ASSIGNMENT: Set every entry below down once more, exactly as it stands, without images.
(RECORDED DATA)
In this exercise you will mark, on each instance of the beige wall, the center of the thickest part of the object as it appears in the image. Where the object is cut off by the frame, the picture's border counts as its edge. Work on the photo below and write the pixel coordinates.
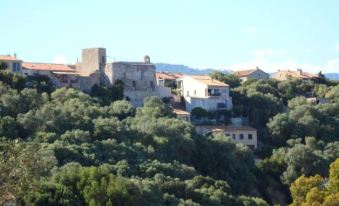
(93, 59)
(258, 74)
(58, 79)
(195, 95)
(185, 117)
(138, 77)
(235, 137)
(13, 65)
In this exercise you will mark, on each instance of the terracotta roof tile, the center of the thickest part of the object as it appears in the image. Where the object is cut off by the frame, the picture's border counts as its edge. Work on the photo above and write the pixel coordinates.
(298, 74)
(205, 79)
(229, 128)
(8, 57)
(180, 112)
(244, 73)
(162, 75)
(48, 67)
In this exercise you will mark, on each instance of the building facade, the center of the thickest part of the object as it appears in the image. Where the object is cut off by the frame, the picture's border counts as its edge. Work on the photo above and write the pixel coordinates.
(205, 92)
(11, 63)
(138, 77)
(238, 134)
(256, 73)
(282, 75)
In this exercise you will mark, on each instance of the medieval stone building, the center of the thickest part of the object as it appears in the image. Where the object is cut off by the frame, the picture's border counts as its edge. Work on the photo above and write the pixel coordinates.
(138, 77)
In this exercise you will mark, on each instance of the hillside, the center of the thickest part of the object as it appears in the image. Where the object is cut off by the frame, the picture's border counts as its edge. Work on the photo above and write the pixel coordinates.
(332, 76)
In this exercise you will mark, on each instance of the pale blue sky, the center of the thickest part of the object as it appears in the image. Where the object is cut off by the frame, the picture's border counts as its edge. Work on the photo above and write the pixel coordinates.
(216, 33)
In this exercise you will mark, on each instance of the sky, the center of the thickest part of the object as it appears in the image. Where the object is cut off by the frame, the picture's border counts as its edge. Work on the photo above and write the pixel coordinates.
(220, 34)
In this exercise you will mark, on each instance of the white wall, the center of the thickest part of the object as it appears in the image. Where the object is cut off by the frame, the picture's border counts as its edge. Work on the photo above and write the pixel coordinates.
(194, 93)
(235, 137)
(End RECORDED DATA)
WRITTEN ANSWER:
In this exercise you will mark, on each instance of the beige wall, the center of the thickest part of the object as it appears in the image. Where the object is cut off by the frame, the picture's border counts as its edge. Work on the photo below and write the pixel coordinates.
(93, 59)
(258, 74)
(58, 79)
(195, 95)
(185, 117)
(138, 77)
(235, 137)
(13, 65)
In this exercise you will mark, on each instance of the terracotta roof tile, the center of the thickest part of the object as it appears in the image. Where the object is cut off by the frame, the picture's border counts as its edge. Work on the photo above and write the pixel coordinates.
(298, 74)
(205, 79)
(229, 128)
(8, 57)
(180, 112)
(244, 73)
(162, 75)
(48, 67)
In this exercise you will mark, on each instance of the building facade, the center of the thickest part of the object as it appears in the image. Where the object is cut off by the frame, the picture's border counts as its edge. Work on the photo above and write the pixel coordinates.
(205, 92)
(11, 63)
(138, 77)
(238, 134)
(256, 73)
(282, 75)
In this exercise you will mark, on each instance of the medieval stone building, the center of the thickest part of the object as it appears in the image. Where the object is cut off by the frame, the picture's border counts as its edge. Work on the photo above and write the pixel coordinates.
(138, 77)
In this exercise you will mark, on each instance of the hillside, the center of the thickest part of the object as it appears in the image. Where the object is cut off by the frame, the picture's border counts as its edge. Work on the photo above and write the pixel coordinates.
(332, 76)
In this exercise you will mark, on each instance of the pale blue sky, the center of the thickest part of the object as it appears in the image. Where the object is cut off by the frame, the picture's border counts as its edge. Work on the photo above and write the pixel coordinates.
(216, 33)
In this exercise you will mark, on each instance of the sky, the center of the thickest part of the object as it appears in the image. Where the object is cut off by the frame, the picture's border counts as its edge. Work on the photo above and write the pixel coordinates.
(220, 34)
In this exercise you will mark, on each instance of the white wall, the center of the thickest part of the object as it appears in the image. Where the object is cut off by the frame, the picture's border counts as its edge. Work on the photo above and write the pixel coordinates.
(194, 93)
(235, 137)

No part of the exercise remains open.